Extract the full set of records, then give each one again exactly.

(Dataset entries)
○ ○ ○ ○ ○ ○ ○

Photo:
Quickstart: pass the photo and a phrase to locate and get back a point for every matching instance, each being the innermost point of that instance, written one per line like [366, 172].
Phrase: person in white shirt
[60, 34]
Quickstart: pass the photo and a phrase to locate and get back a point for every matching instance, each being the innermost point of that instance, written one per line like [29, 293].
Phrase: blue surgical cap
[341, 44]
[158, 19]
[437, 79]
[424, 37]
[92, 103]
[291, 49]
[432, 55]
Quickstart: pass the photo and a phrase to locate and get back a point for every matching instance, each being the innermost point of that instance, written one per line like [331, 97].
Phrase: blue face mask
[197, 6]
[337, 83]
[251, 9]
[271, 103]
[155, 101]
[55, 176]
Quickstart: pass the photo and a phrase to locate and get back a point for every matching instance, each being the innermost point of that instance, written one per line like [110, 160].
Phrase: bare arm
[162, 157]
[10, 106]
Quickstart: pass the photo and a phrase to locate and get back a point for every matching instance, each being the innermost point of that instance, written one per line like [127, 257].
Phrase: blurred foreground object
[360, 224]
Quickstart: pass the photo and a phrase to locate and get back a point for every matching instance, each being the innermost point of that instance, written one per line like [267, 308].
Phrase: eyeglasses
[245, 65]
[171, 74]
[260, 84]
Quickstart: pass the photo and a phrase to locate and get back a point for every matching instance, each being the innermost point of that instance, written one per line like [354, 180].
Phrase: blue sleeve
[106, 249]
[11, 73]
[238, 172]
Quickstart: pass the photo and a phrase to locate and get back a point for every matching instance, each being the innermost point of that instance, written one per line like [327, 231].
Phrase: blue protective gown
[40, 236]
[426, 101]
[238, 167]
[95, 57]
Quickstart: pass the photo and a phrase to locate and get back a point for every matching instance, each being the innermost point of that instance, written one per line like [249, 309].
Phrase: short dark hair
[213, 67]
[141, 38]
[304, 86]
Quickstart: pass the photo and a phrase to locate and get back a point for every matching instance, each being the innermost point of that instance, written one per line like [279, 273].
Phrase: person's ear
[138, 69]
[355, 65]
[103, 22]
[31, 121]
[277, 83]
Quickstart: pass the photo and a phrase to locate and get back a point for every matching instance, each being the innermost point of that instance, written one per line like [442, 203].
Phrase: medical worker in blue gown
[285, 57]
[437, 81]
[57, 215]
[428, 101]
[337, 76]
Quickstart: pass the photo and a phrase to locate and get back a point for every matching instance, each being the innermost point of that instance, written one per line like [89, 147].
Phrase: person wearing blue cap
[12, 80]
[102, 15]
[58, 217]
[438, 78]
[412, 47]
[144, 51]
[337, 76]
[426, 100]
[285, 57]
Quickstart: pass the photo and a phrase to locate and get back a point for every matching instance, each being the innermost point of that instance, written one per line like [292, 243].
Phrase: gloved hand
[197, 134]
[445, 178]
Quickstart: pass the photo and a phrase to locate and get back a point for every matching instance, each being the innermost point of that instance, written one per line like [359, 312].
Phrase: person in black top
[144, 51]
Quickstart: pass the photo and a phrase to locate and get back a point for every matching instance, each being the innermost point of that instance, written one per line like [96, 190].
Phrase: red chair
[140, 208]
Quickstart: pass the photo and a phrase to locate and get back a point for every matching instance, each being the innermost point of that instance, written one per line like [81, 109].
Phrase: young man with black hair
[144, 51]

○ ○ ○ ○ ○ ○ ○

# [Exercise output]
Photo:
Quickstart: pass the photo and a phrase to locate and get back a point for every matching instance, each being the innermost point of that instance, written one per line like [366, 172].
Phrase: person in white shirt
[60, 34]
Quickstart: pass the photo and a phrase to locate and get back a point for every matching instance, each being the innermost point of that instance, written one per line like [29, 293].
Phrase: blue surgical cap
[341, 44]
[158, 19]
[437, 79]
[424, 37]
[92, 103]
[291, 49]
[432, 55]
Quickstart: pass the photo and a phrase to locate and get back a point for every matching instance, each being the innermost point of that instance, written one per line like [331, 97].
Phrase: blue face mask
[197, 6]
[337, 83]
[251, 9]
[271, 103]
[155, 101]
[55, 176]
Quickstart: pass the photo and a phrase to locate and get back a point for every matching instance, each being the innermost point of that instance, written one per line like [110, 160].
Phrase: bare arm
[162, 157]
[10, 106]
Quickstart: pass the photo and a phrase to locate and get back a point for every matching instance, each being the innermost point of that instance, written one per line like [127, 257].
Phrase: blurred foreground object
[360, 224]
Quickstart: pass the photo and a phrase to locate and get back a point for every matching instance, each being the innermost point of that instance, written one per line like [267, 308].
Phrase: eyeglasses
[245, 65]
[171, 74]
[260, 84]
Quickstart: pass the photo and a phrase to locate and get back a point for every matching instance, each being the innermost point of that instance, written one per line like [354, 180].
Phrase: blue sleeve
[106, 249]
[11, 73]
[238, 172]
Quickstart: pass the photo and a phrase to locate and get back a point for every matching instance, each being the innermost point of that instance, written one per line like [327, 231].
Phrase: blue protective gown
[40, 236]
[426, 101]
[238, 167]
[95, 57]
Quickstart: pass the photo and a phrase to locate and get back a point for every matching instance, each being the innermost point of that instance, written one per line like [249, 309].
Phrase: short dark hair
[213, 67]
[141, 38]
[304, 86]
Quickstart: pass the photo and a phrase to locate and get back a point for every matching instance, each being the innermost point of that instance, written one per line like [279, 273].
Phrase: person's ear
[138, 69]
[355, 65]
[103, 22]
[31, 121]
[277, 83]
Quickstart: pass the photo and a phrase to locate and get back a point for every matching instance, each being the innermost point of that instance, written one per line like [442, 203].
Phrase: medical worker in blue gown
[285, 57]
[437, 81]
[57, 215]
[428, 101]
[337, 76]
Quickstart: pass the photo and a phrase to locate and get back a point for every matching instance, each being the innermost point of that instance, written one per line like [89, 147].
Phrase: person wearing blue cap
[12, 80]
[102, 15]
[58, 217]
[438, 78]
[412, 47]
[144, 51]
[337, 76]
[426, 100]
[285, 57]
Quickstart: pass the photo and a phrase to locate and get back a point for every matching instance, each being the innermost point of that instance, written one per line like [292, 243].
Phrase: gloved hand
[197, 134]
[445, 178]
Quickstart: pass the photo and a phrase to locate and get back a point for every matching instance, each being the innermost point of that instance, written one per line like [359, 312].
Phrase: person in black top
[144, 51]
Quickstart: pass the photo and a phrase to locate and get back a point for every matching instance, each being the innermost point of that instance, written one per line like [96, 190].
Phrase: red chair
[140, 208]
Quickstart: pass the photo and a phrase to locate and get back a point for every matching instance, each being the innermost point of that instance, written one per line like [81, 109].
Phrase: young man with black hair
[144, 51]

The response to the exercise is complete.